- _WHAT THE TASK ASKS_:
Show each line of the data below that contains the string "lamp", copying each one unchanged.

[Outline records for named regions]
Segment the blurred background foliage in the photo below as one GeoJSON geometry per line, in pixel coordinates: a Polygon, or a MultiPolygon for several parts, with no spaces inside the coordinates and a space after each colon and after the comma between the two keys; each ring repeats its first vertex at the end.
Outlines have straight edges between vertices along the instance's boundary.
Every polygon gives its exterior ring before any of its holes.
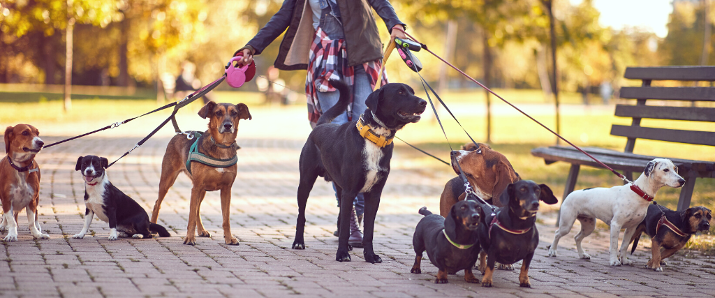
{"type": "MultiPolygon", "coordinates": [[[[551,74],[547,0],[392,0],[408,32],[490,87],[536,89],[549,99],[551,74]],[[450,30],[452,31],[450,32],[450,30]],[[453,42],[449,41],[450,35],[453,42]],[[485,63],[488,62],[488,63],[485,63]]],[[[162,74],[177,76],[182,61],[197,65],[202,82],[220,76],[223,65],[277,11],[282,0],[2,0],[0,1],[0,83],[56,84],[64,81],[65,29],[74,27],[72,84],[157,88],[162,74]]],[[[559,89],[597,93],[628,83],[626,66],[698,65],[715,61],[704,38],[703,1],[677,1],[659,38],[638,28],[599,25],[591,0],[574,6],[553,0],[558,40],[559,89]],[[687,46],[684,46],[687,45],[687,46]],[[705,53],[704,55],[703,53],[705,53]],[[703,63],[704,61],[704,63],[703,63]]],[[[634,12],[635,13],[635,12],[634,12]]],[[[383,39],[388,31],[379,17],[383,39]]],[[[712,33],[712,32],[711,32],[712,33]]],[[[257,57],[266,73],[280,40],[257,57]]],[[[437,59],[418,53],[428,80],[443,88],[474,88],[437,59]]],[[[399,61],[388,66],[393,81],[417,82],[399,61]]],[[[304,71],[280,76],[296,91],[304,71]]],[[[225,86],[224,86],[225,88],[225,86]]],[[[255,89],[255,84],[244,90],[255,89]]],[[[617,96],[617,94],[616,94],[617,96]]]]}

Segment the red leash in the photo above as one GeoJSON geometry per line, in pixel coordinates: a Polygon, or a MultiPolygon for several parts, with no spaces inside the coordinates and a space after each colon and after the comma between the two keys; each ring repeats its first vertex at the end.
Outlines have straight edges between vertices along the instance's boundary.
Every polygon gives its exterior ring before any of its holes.
{"type": "Polygon", "coordinates": [[[596,162],[598,162],[598,164],[601,164],[604,168],[611,170],[611,172],[613,172],[613,174],[615,174],[616,176],[618,176],[618,178],[621,178],[623,181],[633,184],[633,182],[631,182],[628,179],[626,179],[626,176],[623,176],[622,174],[618,173],[618,172],[616,172],[616,170],[611,169],[611,167],[608,167],[608,166],[606,165],[606,164],[603,164],[603,162],[601,162],[600,160],[596,159],[596,157],[593,157],[593,156],[591,156],[591,154],[589,154],[588,152],[586,152],[583,151],[583,149],[581,149],[581,148],[579,148],[578,146],[573,144],[573,143],[571,143],[571,141],[568,141],[568,140],[564,139],[563,136],[561,136],[560,134],[557,134],[556,131],[551,130],[551,129],[550,129],[548,127],[546,127],[546,125],[543,125],[543,124],[541,124],[541,122],[539,122],[538,120],[533,119],[532,116],[529,116],[528,114],[525,113],[523,111],[522,111],[519,108],[516,107],[516,106],[512,104],[509,101],[507,101],[506,99],[504,99],[503,98],[502,98],[501,96],[500,96],[499,94],[497,94],[496,93],[494,93],[494,91],[491,91],[491,89],[490,89],[489,88],[487,88],[486,86],[483,85],[482,83],[480,83],[479,81],[478,81],[477,80],[474,79],[471,76],[469,76],[469,75],[468,75],[467,74],[465,74],[464,71],[462,71],[462,70],[460,69],[458,69],[458,68],[457,68],[457,66],[455,66],[454,65],[452,65],[452,64],[450,64],[450,63],[448,62],[446,60],[442,59],[442,57],[439,56],[438,55],[437,55],[436,54],[435,54],[432,51],[430,51],[430,49],[427,48],[427,45],[426,44],[423,44],[423,43],[418,41],[416,39],[415,39],[414,37],[413,37],[412,35],[410,35],[407,32],[405,32],[405,34],[407,34],[407,36],[409,36],[410,39],[412,39],[412,40],[415,41],[415,42],[417,42],[417,43],[421,44],[422,45],[422,48],[424,49],[425,51],[427,51],[430,52],[430,54],[431,54],[434,56],[437,57],[437,59],[441,60],[443,62],[445,63],[447,65],[449,65],[450,67],[452,67],[453,69],[454,69],[457,71],[459,71],[460,74],[462,74],[462,75],[464,76],[465,76],[467,79],[469,79],[472,81],[473,81],[475,83],[477,83],[478,85],[479,85],[480,86],[481,86],[482,88],[483,88],[485,90],[486,90],[487,91],[488,91],[489,93],[491,93],[492,94],[494,94],[495,96],[497,96],[497,98],[498,98],[499,99],[501,99],[502,101],[504,101],[507,104],[511,106],[511,107],[514,108],[515,109],[516,109],[517,111],[518,111],[519,112],[521,112],[521,114],[523,114],[524,116],[526,116],[527,117],[529,117],[530,119],[533,120],[534,122],[536,122],[537,124],[538,124],[539,125],[541,125],[542,127],[543,127],[546,130],[551,131],[552,134],[553,134],[554,135],[556,135],[556,136],[558,136],[559,139],[563,140],[563,141],[566,141],[569,145],[571,145],[571,146],[573,146],[573,148],[576,148],[576,150],[578,150],[581,153],[583,153],[583,154],[586,154],[586,156],[588,156],[588,157],[591,157],[591,159],[593,159],[593,161],[595,161],[596,162]]]}

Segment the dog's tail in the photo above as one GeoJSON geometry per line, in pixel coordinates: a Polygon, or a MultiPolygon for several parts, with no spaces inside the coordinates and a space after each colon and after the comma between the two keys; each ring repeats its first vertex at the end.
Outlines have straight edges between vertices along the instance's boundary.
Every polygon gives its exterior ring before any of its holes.
{"type": "Polygon", "coordinates": [[[432,212],[428,210],[427,207],[420,208],[420,211],[418,212],[420,212],[420,214],[424,215],[425,217],[428,215],[432,215],[432,212]]]}
{"type": "Polygon", "coordinates": [[[169,234],[169,231],[167,231],[167,229],[164,229],[164,227],[162,227],[161,224],[154,224],[154,223],[151,223],[150,222],[149,224],[149,230],[152,231],[152,232],[154,232],[159,233],[159,237],[172,237],[172,234],[169,234]]]}
{"type": "MultiPolygon", "coordinates": [[[[342,81],[337,80],[330,80],[330,84],[335,87],[339,92],[340,92],[340,97],[337,99],[337,103],[335,106],[332,106],[327,111],[322,113],[320,115],[320,118],[318,119],[317,123],[315,126],[322,124],[324,123],[330,123],[332,119],[335,117],[340,116],[341,114],[345,112],[345,109],[347,109],[347,104],[350,104],[350,89],[342,81]]],[[[357,120],[357,119],[355,119],[357,120]]]]}

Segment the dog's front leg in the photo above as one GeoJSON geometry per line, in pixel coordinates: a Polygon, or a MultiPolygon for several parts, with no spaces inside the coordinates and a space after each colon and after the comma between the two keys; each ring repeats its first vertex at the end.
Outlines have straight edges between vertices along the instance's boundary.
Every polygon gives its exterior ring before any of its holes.
{"type": "Polygon", "coordinates": [[[94,218],[94,212],[89,210],[89,208],[84,209],[84,226],[82,227],[82,230],[79,231],[79,233],[75,234],[72,236],[72,238],[75,239],[82,239],[84,238],[84,235],[87,234],[87,231],[89,230],[89,225],[92,224],[92,220],[94,218]]]}
{"type": "Polygon", "coordinates": [[[630,265],[632,263],[631,260],[628,259],[627,251],[628,244],[631,244],[629,240],[633,238],[633,235],[636,234],[636,231],[637,229],[636,227],[626,228],[626,233],[623,234],[623,242],[621,243],[621,251],[618,252],[621,264],[623,265],[630,265]]]}
{"type": "Polygon", "coordinates": [[[194,184],[191,189],[191,202],[189,203],[189,224],[187,226],[184,244],[196,245],[196,221],[199,217],[199,204],[203,201],[206,191],[194,184]]]}
{"type": "Polygon", "coordinates": [[[534,253],[527,254],[521,262],[521,272],[519,273],[519,287],[530,288],[531,283],[529,282],[529,264],[531,264],[531,259],[533,258],[534,253]]]}
{"type": "Polygon", "coordinates": [[[375,254],[373,239],[375,236],[375,218],[378,216],[378,208],[380,207],[380,196],[382,194],[384,185],[385,182],[383,182],[381,184],[373,187],[372,192],[363,194],[365,198],[365,219],[363,219],[365,222],[365,234],[363,237],[363,247],[364,247],[363,255],[365,257],[366,262],[373,264],[383,262],[383,259],[379,255],[375,254]]]}
{"type": "Polygon", "coordinates": [[[608,247],[608,253],[611,254],[609,259],[611,266],[621,266],[621,261],[618,260],[618,233],[620,232],[621,224],[616,222],[615,220],[611,221],[611,244],[608,247]]]}
{"type": "Polygon", "coordinates": [[[238,245],[238,239],[231,234],[231,186],[221,189],[221,213],[223,215],[224,240],[229,245],[238,245]]]}

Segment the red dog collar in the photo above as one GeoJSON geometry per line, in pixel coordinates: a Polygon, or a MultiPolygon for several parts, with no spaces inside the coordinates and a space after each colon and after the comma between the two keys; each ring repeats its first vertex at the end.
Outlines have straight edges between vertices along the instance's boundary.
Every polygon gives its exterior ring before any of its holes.
{"type": "Polygon", "coordinates": [[[631,190],[632,190],[633,192],[635,192],[636,194],[638,194],[638,197],[645,199],[646,201],[653,201],[653,197],[648,195],[646,192],[644,192],[643,189],[641,189],[641,188],[636,184],[631,184],[631,190]]]}
{"type": "Polygon", "coordinates": [[[516,234],[516,235],[525,234],[527,232],[529,232],[530,230],[531,230],[531,227],[529,227],[528,229],[507,229],[504,226],[501,225],[501,224],[499,222],[499,219],[498,219],[498,215],[499,214],[495,215],[494,216],[494,219],[492,219],[492,222],[490,224],[489,224],[489,238],[491,238],[491,228],[493,227],[495,225],[497,226],[497,227],[498,227],[499,229],[503,229],[503,230],[504,230],[504,231],[506,231],[506,232],[507,232],[508,233],[514,234],[516,234]]]}
{"type": "Polygon", "coordinates": [[[680,229],[678,229],[678,227],[676,227],[675,224],[673,224],[672,222],[670,222],[670,221],[668,220],[667,218],[666,218],[665,214],[663,214],[663,216],[661,217],[661,219],[658,221],[658,225],[656,226],[656,234],[658,234],[658,231],[661,229],[661,226],[663,225],[665,225],[666,227],[670,228],[670,229],[671,229],[674,232],[675,232],[675,234],[677,234],[678,236],[680,236],[681,237],[687,236],[685,233],[683,232],[683,231],[681,231],[680,229]]]}

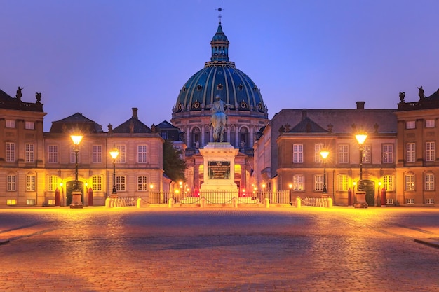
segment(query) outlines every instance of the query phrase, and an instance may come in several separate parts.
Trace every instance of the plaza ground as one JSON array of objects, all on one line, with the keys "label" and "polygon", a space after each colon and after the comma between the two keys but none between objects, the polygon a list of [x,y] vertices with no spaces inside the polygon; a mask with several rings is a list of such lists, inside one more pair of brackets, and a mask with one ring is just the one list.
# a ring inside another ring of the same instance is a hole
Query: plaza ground
[{"label": "plaza ground", "polygon": [[5,291],[439,291],[438,208],[3,208],[0,242]]}]

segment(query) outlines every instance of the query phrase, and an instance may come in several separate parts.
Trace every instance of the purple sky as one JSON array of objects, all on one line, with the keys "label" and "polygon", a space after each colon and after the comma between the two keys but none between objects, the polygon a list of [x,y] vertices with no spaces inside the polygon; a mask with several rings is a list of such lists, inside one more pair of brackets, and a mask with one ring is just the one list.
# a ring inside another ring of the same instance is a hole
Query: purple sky
[{"label": "purple sky", "polygon": [[171,118],[180,89],[229,56],[282,109],[396,109],[439,88],[438,0],[1,0],[0,89],[42,93],[45,131],[76,112],[107,130]]}]

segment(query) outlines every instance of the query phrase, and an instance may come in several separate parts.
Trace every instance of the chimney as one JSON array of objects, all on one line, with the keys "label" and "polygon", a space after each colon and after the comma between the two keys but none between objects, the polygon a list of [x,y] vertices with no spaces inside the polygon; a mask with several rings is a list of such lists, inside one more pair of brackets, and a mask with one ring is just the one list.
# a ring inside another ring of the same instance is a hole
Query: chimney
[{"label": "chimney", "polygon": [[131,109],[133,110],[133,118],[137,118],[137,107],[133,107],[131,108]]},{"label": "chimney", "polygon": [[356,104],[357,104],[357,109],[364,109],[365,102],[357,102]]}]

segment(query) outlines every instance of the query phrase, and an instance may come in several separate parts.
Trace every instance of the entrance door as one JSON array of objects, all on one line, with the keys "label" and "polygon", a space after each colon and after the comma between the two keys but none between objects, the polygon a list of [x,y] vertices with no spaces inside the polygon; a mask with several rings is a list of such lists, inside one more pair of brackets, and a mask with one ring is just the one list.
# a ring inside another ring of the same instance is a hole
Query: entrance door
[{"label": "entrance door", "polygon": [[[75,188],[75,181],[67,181],[67,183],[66,183],[66,195],[67,197],[67,206],[70,206],[70,204],[72,204],[72,192],[73,192],[74,188]],[[83,204],[84,202],[84,184],[82,181],[78,181],[78,189],[79,189],[79,191],[82,193],[82,194],[81,195],[81,201]]]},{"label": "entrance door", "polygon": [[373,181],[363,181],[364,190],[366,192],[366,202],[369,206],[375,205],[375,183]]}]

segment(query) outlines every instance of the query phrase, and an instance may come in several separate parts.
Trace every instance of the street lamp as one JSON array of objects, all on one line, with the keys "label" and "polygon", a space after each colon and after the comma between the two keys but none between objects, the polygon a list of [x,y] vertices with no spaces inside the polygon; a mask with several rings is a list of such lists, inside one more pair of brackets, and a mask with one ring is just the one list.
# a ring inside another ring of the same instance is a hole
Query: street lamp
[{"label": "street lamp", "polygon": [[79,143],[82,141],[83,136],[80,134],[70,135],[72,141],[74,145],[74,151],[75,153],[75,188],[72,192],[72,204],[70,208],[83,208],[81,197],[82,193],[79,190],[78,186],[78,153],[79,152]]},{"label": "street lamp", "polygon": [[112,197],[116,197],[117,192],[116,191],[116,158],[119,155],[119,150],[114,147],[110,150],[110,155],[113,158],[113,191],[112,192]]},{"label": "street lamp", "polygon": [[358,149],[360,151],[360,180],[357,186],[357,202],[353,204],[356,208],[367,208],[366,193],[364,191],[364,186],[363,185],[363,152],[364,151],[364,142],[367,138],[367,134],[365,132],[359,133],[355,135],[355,138],[358,142]]},{"label": "street lamp", "polygon": [[327,190],[326,189],[326,158],[327,158],[329,151],[326,150],[322,150],[321,151],[320,151],[320,155],[322,155],[322,158],[323,158],[323,190],[322,190],[322,193],[327,194]]}]

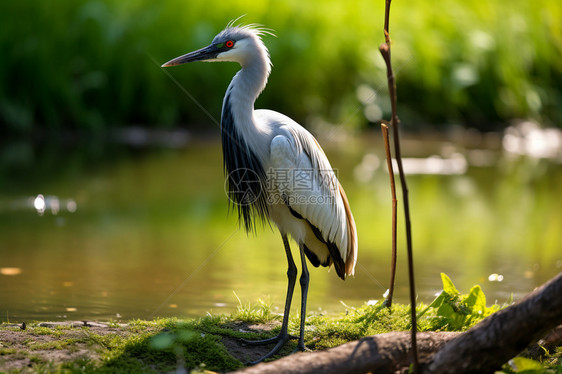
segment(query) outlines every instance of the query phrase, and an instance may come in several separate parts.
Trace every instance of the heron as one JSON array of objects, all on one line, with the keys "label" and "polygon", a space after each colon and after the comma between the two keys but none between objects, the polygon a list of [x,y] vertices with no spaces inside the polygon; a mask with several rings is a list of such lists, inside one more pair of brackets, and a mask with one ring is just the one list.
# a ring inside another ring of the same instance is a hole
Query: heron
[{"label": "heron", "polygon": [[174,58],[162,67],[194,61],[236,62],[241,69],[226,90],[221,113],[223,164],[228,196],[239,224],[255,232],[256,225],[277,226],[287,257],[288,287],[279,334],[250,345],[273,344],[257,363],[277,354],[291,339],[289,312],[297,278],[290,236],[300,250],[300,335],[296,350],[306,350],[304,327],[310,274],[314,267],[335,268],[343,280],[353,275],[357,261],[357,229],[346,194],[314,136],[291,118],[254,109],[271,72],[262,36],[273,35],[260,25],[231,21],[207,47]]}]

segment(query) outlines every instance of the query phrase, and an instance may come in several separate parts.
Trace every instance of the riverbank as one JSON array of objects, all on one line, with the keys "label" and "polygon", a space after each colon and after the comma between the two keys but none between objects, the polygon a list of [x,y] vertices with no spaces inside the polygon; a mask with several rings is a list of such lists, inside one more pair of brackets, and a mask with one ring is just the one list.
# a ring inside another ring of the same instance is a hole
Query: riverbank
[{"label": "riverbank", "polygon": [[[443,293],[431,305],[419,305],[419,330],[464,331],[501,308],[494,305],[482,309],[481,305],[476,305],[478,303],[468,305],[479,294],[474,289],[470,294],[456,295],[456,298],[444,297]],[[461,309],[457,312],[449,310],[453,305]],[[406,305],[393,305],[389,309],[374,301],[360,308],[347,307],[346,312],[338,316],[310,314],[305,343],[309,349],[317,351],[364,336],[405,331],[410,327],[408,317],[409,307]],[[190,320],[3,323],[0,324],[0,371],[233,371],[271,349],[270,346],[246,346],[240,338],[274,336],[279,331],[280,319],[271,312],[271,305],[258,301],[254,305],[240,305],[231,315],[209,314]],[[290,319],[289,329],[292,333],[298,332],[297,316]],[[287,344],[278,357],[290,354],[295,344]],[[535,369],[542,370],[534,372],[559,373],[561,357],[558,347],[556,353],[544,356],[541,363],[531,361]],[[521,364],[518,368],[513,363],[506,364],[503,370],[504,373],[522,372]]]}]

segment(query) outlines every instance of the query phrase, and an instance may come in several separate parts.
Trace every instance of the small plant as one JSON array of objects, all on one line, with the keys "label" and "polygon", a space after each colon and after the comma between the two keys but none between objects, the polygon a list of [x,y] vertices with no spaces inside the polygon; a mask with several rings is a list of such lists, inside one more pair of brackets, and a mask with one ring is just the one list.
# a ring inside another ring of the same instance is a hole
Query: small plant
[{"label": "small plant", "polygon": [[441,273],[441,281],[443,291],[418,314],[420,318],[429,309],[437,309],[435,315],[429,317],[432,330],[466,330],[500,309],[498,305],[486,307],[486,295],[479,285],[473,286],[468,294],[461,295],[447,274]]}]

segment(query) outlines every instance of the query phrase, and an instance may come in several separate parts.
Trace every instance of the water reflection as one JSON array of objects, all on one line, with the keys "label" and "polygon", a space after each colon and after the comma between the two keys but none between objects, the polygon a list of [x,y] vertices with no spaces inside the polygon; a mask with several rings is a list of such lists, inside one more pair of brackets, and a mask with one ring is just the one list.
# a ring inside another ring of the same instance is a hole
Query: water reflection
[{"label": "water reflection", "polygon": [[[420,301],[440,290],[440,272],[461,292],[479,283],[489,302],[504,302],[562,271],[560,165],[503,157],[501,139],[491,149],[449,141],[420,150],[406,142],[407,158],[441,162],[416,170],[450,168],[408,180]],[[357,144],[325,147],[354,210],[357,275],[342,282],[333,271],[311,269],[311,311],[340,312],[341,301],[380,300],[388,288],[386,162],[376,140]],[[61,159],[53,164],[74,167]],[[234,310],[233,291],[244,303],[270,297],[282,307],[278,233],[265,227],[247,237],[237,230],[221,162],[220,145],[201,142],[87,164],[0,194],[0,313],[14,320],[195,316]],[[407,301],[402,237],[395,296]]]}]

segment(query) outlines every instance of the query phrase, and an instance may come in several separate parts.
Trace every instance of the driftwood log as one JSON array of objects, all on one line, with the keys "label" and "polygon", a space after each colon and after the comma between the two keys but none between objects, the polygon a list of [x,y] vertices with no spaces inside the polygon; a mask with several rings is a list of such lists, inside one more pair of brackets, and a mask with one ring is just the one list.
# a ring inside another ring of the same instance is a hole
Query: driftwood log
[{"label": "driftwood log", "polygon": [[[418,333],[427,373],[493,373],[562,323],[562,273],[465,333]],[[338,347],[296,353],[239,373],[394,373],[410,364],[409,332],[369,336]]]},{"label": "driftwood log", "polygon": [[[435,353],[458,332],[418,333],[420,359]],[[237,373],[244,374],[352,374],[394,373],[410,364],[410,332],[389,332],[345,343],[312,353],[295,353],[277,361],[250,366]]]},{"label": "driftwood log", "polygon": [[562,273],[447,344],[422,373],[493,373],[562,323]]}]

- _WRITTEN RESPONSE_:
Trace every instance of the street lamp as one JSON array of objects, all on one line, with the keys "label" and "polygon", a space after each colon and after the comma between the two keys but none between objects, the polygon a list of [x,y] vertices with no spaces inside the polygon; a mask with several rings is a list of such lists, inside one more pair of brackets, and a mask with one ring is just the one list.
Query: street lamp
[{"label": "street lamp", "polygon": [[79,143],[82,141],[83,136],[80,134],[70,135],[72,141],[74,145],[74,151],[75,153],[75,188],[72,192],[72,204],[70,208],[83,208],[81,197],[82,193],[79,190],[78,186],[78,153],[79,152]]},{"label": "street lamp", "polygon": [[112,197],[116,197],[117,192],[116,191],[116,158],[119,155],[119,150],[114,147],[110,150],[110,155],[113,158],[113,191],[112,192]]},{"label": "street lamp", "polygon": [[358,149],[360,151],[360,180],[357,186],[357,202],[353,204],[356,208],[367,208],[366,193],[364,191],[364,186],[363,185],[363,152],[364,151],[364,142],[367,138],[367,134],[365,132],[359,133],[355,135],[355,138],[358,142]]},{"label": "street lamp", "polygon": [[327,190],[326,189],[326,158],[327,158],[329,151],[326,150],[322,150],[321,151],[320,151],[320,155],[322,155],[322,158],[323,158],[323,190],[322,190],[322,193],[327,194]]}]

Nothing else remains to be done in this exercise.